Aim of the exercise
Line by line, write out the material exactly.

Source records
════
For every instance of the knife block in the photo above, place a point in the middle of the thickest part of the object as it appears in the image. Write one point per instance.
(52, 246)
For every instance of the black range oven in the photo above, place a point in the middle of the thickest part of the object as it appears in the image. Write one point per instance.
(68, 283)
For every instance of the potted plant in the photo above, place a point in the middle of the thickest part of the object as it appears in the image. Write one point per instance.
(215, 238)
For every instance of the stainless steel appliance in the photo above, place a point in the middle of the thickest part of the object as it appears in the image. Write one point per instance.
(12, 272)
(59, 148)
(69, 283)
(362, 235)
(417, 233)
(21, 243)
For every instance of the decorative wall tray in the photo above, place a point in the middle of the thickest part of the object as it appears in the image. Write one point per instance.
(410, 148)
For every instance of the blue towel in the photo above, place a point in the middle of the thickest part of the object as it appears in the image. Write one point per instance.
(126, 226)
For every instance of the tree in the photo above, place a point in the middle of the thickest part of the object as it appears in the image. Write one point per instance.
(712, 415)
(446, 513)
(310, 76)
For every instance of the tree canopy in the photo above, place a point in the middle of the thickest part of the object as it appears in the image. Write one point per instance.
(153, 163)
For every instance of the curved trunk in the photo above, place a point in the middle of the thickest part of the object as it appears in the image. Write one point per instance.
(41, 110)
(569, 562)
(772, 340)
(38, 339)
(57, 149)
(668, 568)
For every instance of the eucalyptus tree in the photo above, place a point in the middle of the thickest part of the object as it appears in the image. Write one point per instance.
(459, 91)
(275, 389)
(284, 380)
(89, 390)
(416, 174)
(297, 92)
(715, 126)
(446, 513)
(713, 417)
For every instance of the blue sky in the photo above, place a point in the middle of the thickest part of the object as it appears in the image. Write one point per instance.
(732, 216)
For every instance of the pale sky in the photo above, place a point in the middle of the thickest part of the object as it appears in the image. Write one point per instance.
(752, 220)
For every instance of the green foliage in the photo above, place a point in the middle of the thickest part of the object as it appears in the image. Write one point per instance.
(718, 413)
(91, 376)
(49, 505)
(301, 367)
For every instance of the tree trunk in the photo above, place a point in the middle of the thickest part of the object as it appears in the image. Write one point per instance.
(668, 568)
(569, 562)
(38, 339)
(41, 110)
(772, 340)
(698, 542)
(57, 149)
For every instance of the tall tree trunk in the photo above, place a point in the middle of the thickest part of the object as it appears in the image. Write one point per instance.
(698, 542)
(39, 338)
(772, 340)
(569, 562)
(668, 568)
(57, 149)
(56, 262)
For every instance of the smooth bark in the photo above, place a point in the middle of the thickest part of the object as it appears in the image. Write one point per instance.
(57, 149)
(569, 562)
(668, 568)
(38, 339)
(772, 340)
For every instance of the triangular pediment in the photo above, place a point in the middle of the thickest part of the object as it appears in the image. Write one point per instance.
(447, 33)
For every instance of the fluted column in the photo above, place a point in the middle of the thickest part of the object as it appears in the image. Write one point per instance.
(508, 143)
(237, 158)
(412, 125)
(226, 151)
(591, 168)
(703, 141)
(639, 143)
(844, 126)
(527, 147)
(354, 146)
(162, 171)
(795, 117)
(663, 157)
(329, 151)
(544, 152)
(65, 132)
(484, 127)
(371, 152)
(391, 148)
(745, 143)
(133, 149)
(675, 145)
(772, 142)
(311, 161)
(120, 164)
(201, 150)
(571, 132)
════
Task answer
For every instance of the knife block in the photo above, place a point in the middle of the thickest part of the object as it appears in the image. Write one point per instance.
(52, 246)
For every instance of the black range oven in the photo above, place a point in the middle of the thickest part of the object as it appears in the image. Write one point per instance.
(68, 283)
For every instance of the potted plant in the photo above, place a point in the middle of the thickest part of the object as it appears in the image. Write one point per instance.
(215, 238)
For every instance of the stainless steel appliance in the photo above, place a point in the middle of the thickest part of the object as it appears in the image. Write one point per instance.
(12, 272)
(59, 148)
(69, 283)
(362, 235)
(417, 233)
(21, 243)
For every instance of the decorative wall tray in the photo above, place a point in the middle of the thickest part of the object as it appears in the image. Write one point per instance.
(410, 148)
For every instance of the blue towel in the photo above, place a point in the middle of the thickest part of the object as it appears in the image. Write one point per instance.
(126, 226)
For every instance of the tree in the photo above, place a point in the middle of the thickest part of the object as it appears in the image. Write one point per instance.
(712, 415)
(446, 513)
(310, 76)
For every instance of the tree canopy in the photo above, place a point in the middle of the thickest part of the object as it appears in the image. Write one point per instance.
(153, 163)
For every instance of the curved trunk in the photo above, place a point in the middle of the thickest part of the object as it appears in the image. Write one point per instance.
(41, 110)
(569, 562)
(772, 340)
(38, 339)
(57, 149)
(668, 568)
For every instance of the eucalyptus tree in the photo above, place a point in the middle of the thickest part of the object as it appears in the image. Write one point per instance.
(459, 91)
(275, 389)
(284, 380)
(89, 390)
(416, 174)
(297, 92)
(715, 126)
(446, 513)
(713, 417)
For every instance of the blue sky in the photo above, place a point in the middle of the thickest part of the object as it appears in the image. Write one point per instance.
(732, 216)
For every instance of the pale sky in the photo above, place a point in the middle of the thickest part of the object as it appears in the image. Write one point per instance.
(752, 220)
For every instance of the green foliage in the photo above, place a point in the middle of the thickest part of the object as it appears in the image. Write one point per instance.
(718, 413)
(91, 376)
(49, 505)
(301, 367)
For every instance of the tree trunk in the photo above, place a point in the middle of the thickest part of the object as it appears in the image. Write one point per instance.
(668, 568)
(569, 562)
(38, 339)
(41, 110)
(772, 340)
(698, 542)
(57, 149)
For every instance of the tall tree trunk in the photo above, place a point in the middle of the thickest part of the object as it appears in the image. Write one point per instance.
(698, 542)
(39, 338)
(772, 340)
(569, 562)
(668, 568)
(57, 149)
(56, 262)
For every instance of the smooth bark in the photo above, place a point in the middle of the thickest part of the object as it appears in the image. Write one point per instance.
(57, 149)
(569, 562)
(668, 568)
(38, 339)
(772, 340)
For every instance of the triangular pediment in the photo above, place a point in the middle of the thickest part of the object as it appears in the image. Write one point per instance.
(447, 33)
For every instance of the fluted column in the photo above, place a point in the middle of the thickest part of the object as it appears in the image. Write one point per instance.
(508, 143)
(237, 158)
(412, 125)
(226, 151)
(591, 168)
(703, 141)
(639, 143)
(844, 126)
(527, 147)
(354, 146)
(162, 171)
(795, 117)
(663, 157)
(329, 151)
(544, 152)
(65, 132)
(484, 127)
(371, 152)
(391, 148)
(745, 143)
(133, 149)
(675, 145)
(772, 142)
(311, 161)
(120, 164)
(201, 150)
(571, 132)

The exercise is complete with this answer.